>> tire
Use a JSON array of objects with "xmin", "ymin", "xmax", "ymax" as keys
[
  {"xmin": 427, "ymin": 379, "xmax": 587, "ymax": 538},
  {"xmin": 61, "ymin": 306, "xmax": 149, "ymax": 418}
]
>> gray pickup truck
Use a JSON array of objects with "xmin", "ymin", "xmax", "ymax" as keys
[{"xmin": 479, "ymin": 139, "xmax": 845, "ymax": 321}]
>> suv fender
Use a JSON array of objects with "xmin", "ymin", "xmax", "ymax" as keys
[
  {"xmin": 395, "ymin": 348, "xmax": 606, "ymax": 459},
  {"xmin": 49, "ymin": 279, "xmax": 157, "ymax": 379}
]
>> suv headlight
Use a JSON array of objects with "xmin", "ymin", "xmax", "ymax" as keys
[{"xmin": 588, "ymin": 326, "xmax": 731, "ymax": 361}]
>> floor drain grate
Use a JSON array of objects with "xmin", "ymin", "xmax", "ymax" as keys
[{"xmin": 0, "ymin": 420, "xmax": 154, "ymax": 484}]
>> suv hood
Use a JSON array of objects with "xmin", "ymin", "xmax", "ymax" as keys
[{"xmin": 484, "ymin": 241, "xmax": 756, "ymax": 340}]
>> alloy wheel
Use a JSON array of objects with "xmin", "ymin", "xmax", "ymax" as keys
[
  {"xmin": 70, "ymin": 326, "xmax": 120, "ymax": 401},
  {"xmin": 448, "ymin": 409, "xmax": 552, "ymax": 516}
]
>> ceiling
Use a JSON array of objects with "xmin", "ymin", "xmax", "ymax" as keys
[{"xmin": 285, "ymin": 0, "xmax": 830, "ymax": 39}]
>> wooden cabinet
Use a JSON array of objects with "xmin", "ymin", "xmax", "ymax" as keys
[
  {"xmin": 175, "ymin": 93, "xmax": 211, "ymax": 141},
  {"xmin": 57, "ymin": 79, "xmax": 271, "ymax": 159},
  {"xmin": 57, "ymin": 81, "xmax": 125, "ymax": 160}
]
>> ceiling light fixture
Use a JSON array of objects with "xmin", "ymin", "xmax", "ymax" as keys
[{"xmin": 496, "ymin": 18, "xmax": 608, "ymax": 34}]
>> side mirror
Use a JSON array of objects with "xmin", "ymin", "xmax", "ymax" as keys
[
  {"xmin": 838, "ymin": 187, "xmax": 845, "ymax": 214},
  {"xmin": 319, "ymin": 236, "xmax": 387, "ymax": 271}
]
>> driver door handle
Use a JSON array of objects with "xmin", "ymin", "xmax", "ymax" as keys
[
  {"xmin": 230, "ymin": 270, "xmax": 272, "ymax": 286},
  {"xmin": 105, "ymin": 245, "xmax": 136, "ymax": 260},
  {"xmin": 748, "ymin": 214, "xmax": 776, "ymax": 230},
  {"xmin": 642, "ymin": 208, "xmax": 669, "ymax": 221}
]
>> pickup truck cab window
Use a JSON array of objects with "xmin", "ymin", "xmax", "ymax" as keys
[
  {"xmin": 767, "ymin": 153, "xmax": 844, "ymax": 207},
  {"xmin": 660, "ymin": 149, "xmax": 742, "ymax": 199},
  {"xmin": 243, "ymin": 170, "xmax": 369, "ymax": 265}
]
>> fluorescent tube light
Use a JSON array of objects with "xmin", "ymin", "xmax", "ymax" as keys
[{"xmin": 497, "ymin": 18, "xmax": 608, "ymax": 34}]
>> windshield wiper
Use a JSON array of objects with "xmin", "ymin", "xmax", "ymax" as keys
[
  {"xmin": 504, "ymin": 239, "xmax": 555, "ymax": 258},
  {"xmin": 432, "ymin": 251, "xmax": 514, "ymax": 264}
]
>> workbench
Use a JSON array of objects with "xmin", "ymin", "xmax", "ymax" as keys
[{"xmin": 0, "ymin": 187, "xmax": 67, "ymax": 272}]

================

• _YOUR INSTRUCTIONS_
Find and show each line of the listing with the word "pickup".

• _TASK OUTPUT_
>> gray pickup truck
>> pickup truck cab window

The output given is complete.